Start Data to use

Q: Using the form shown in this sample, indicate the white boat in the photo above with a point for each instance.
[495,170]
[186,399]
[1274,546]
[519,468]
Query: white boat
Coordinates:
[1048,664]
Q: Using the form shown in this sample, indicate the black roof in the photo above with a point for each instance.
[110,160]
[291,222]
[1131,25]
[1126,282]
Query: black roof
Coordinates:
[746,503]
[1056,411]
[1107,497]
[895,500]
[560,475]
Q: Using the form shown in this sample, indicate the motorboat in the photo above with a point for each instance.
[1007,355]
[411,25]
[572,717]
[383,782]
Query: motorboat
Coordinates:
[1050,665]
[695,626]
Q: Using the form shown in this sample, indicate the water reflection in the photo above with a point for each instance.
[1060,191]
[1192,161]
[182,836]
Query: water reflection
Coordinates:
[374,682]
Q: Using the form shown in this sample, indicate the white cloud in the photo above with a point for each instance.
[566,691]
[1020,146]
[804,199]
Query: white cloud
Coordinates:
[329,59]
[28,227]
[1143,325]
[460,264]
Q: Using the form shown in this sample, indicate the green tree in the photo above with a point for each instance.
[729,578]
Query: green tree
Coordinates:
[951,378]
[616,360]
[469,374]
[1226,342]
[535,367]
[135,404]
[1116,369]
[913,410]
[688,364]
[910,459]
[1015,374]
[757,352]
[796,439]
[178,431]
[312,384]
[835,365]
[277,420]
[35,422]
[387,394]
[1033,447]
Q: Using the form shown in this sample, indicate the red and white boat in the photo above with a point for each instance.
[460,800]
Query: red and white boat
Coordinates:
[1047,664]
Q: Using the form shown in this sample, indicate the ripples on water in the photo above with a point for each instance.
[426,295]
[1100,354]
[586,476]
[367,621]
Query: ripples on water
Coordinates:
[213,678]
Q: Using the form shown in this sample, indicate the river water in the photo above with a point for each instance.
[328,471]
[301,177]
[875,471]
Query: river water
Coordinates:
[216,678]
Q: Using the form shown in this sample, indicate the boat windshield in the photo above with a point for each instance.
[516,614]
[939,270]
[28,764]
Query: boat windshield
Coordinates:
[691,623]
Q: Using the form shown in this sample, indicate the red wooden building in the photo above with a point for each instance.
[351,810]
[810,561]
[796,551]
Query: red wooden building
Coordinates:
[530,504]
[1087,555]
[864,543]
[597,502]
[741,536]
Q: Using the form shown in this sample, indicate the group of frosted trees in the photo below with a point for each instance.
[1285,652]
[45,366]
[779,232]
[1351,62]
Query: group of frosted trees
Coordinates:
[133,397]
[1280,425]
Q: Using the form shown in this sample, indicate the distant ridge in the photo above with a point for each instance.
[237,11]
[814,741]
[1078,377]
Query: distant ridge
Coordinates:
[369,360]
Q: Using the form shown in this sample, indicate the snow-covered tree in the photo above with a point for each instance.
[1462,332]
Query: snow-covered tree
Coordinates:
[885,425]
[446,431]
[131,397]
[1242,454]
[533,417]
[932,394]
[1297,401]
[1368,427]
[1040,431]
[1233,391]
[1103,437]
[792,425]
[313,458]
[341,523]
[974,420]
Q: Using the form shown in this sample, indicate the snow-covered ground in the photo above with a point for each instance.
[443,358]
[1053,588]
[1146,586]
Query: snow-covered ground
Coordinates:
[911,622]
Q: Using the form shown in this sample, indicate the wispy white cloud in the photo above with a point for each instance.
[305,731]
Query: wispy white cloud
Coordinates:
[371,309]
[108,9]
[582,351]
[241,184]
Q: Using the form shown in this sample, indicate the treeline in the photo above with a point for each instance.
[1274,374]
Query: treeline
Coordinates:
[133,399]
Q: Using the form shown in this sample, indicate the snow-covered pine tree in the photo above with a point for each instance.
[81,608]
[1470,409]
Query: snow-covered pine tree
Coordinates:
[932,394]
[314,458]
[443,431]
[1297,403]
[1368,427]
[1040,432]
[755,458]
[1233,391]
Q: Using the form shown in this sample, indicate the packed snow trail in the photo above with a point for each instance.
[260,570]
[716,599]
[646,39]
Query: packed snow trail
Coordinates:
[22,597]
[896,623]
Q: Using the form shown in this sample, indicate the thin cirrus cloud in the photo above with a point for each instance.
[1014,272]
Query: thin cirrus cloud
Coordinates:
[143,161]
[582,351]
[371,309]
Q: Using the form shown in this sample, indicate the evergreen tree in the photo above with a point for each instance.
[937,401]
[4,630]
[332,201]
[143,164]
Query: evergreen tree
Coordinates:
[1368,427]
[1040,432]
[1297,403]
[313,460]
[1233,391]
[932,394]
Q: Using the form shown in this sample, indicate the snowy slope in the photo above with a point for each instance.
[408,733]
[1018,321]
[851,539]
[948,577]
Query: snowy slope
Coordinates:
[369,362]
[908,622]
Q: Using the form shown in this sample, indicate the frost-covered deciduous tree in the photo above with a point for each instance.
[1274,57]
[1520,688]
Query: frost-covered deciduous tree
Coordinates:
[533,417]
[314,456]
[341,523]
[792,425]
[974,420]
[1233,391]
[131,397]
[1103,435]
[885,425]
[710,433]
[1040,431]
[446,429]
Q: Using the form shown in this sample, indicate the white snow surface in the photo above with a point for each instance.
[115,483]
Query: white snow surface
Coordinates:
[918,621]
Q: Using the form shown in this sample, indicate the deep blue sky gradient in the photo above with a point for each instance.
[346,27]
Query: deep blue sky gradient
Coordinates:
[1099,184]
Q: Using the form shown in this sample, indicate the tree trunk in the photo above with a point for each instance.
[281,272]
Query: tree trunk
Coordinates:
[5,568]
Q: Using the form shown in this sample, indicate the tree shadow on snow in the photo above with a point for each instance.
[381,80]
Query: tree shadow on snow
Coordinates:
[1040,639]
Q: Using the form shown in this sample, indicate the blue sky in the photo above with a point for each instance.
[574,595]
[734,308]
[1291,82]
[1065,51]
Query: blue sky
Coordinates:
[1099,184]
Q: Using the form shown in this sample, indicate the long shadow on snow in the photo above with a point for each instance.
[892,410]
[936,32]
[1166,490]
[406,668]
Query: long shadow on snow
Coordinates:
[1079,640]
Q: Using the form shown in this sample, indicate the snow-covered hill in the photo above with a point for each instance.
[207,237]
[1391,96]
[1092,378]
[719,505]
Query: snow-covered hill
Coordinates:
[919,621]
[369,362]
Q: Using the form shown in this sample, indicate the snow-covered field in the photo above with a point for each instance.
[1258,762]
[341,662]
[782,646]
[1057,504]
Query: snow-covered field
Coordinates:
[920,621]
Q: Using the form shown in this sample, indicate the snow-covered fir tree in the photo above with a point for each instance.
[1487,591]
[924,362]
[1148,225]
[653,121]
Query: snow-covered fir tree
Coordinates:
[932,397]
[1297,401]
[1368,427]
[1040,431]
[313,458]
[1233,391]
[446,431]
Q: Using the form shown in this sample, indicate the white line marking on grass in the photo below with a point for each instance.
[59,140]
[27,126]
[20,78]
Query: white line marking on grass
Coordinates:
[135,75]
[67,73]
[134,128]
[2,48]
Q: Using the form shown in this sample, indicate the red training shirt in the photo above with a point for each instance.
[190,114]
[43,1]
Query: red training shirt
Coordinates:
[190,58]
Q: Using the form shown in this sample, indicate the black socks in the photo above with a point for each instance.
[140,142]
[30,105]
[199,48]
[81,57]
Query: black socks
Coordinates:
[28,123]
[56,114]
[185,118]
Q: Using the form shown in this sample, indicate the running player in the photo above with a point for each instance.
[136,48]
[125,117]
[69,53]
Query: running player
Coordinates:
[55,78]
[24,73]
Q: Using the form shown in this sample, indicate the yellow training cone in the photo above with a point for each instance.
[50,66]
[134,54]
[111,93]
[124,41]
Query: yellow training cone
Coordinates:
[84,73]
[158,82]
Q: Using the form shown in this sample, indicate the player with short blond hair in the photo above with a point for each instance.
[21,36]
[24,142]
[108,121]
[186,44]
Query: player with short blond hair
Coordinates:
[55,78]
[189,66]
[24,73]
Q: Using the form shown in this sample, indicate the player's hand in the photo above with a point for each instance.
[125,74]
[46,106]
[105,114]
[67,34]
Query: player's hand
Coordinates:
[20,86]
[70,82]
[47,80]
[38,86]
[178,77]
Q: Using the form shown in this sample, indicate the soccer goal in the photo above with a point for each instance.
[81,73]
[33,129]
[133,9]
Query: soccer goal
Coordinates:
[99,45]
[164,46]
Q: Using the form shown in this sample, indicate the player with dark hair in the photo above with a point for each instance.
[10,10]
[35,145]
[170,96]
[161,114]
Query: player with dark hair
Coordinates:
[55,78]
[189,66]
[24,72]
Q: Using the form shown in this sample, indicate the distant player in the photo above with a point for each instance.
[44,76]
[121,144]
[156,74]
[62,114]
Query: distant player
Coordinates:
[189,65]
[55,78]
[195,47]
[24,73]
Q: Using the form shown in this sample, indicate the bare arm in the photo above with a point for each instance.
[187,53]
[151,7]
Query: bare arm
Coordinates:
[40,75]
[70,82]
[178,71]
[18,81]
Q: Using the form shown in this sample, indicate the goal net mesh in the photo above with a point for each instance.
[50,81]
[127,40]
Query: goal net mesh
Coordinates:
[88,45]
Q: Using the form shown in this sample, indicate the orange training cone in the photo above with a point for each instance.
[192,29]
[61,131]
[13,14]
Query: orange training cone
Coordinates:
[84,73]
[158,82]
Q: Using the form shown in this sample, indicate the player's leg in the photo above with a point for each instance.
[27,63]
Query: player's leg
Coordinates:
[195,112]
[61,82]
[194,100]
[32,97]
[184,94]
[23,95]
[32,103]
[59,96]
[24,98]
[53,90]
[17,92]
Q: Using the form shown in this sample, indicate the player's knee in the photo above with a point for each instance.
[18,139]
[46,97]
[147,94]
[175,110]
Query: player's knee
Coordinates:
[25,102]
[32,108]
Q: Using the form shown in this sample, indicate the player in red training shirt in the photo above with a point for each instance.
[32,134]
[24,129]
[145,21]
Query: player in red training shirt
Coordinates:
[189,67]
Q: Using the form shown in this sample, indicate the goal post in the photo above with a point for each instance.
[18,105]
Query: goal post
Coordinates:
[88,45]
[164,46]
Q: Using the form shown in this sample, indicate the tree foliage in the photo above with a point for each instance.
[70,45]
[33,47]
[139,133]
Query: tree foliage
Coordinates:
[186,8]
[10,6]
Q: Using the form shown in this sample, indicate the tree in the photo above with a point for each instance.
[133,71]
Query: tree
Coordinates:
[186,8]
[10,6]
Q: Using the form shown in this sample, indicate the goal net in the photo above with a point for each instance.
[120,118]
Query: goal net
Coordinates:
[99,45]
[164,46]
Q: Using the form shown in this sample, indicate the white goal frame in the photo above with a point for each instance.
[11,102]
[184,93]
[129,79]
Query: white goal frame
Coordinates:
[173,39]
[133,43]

End Data to use

■ **Short exercise**
Starting with the line that contains "the player's knee", output every line through the end of the listing above, unchanged.

■ **Output for this exercise**
Q: Using the form shown in this sample, indicate the player's knee in the photo above with a point for each instance.
[18,139]
[46,97]
[147,94]
[175,110]
Query: player's knee
Coordinates:
[25,102]
[32,108]
Q: Using the form shown in this sample, indicate the player in red training shirt in the photo above with a point for each instance.
[32,134]
[24,129]
[145,21]
Query: player in red training shirt
Coordinates:
[189,67]
Q: Using the form shown in this sample, indicate the goal post in the photo above with a point for each instance.
[18,105]
Query: goal post
Coordinates:
[88,45]
[164,46]
Q: Using the form shown in this sample, indicate the tree foliage in the photo above with a point for each instance.
[70,45]
[33,47]
[139,133]
Query: tree foliage
Coordinates:
[186,8]
[10,6]
Q: Using the form shown in this sample, indicate the tree in the photo above with a point for each instance.
[133,71]
Query: tree
Coordinates:
[186,8]
[10,6]
Q: Using the form shown in this sample, indicate the goal net in the photo above with a point for each instance.
[120,118]
Query: goal net
Coordinates:
[99,45]
[164,46]
Q: Using the form shown in this sample, indicate the white goal frame in the photo above with a point for each instance.
[11,102]
[184,93]
[129,79]
Query: white goal frame
Coordinates:
[173,39]
[133,43]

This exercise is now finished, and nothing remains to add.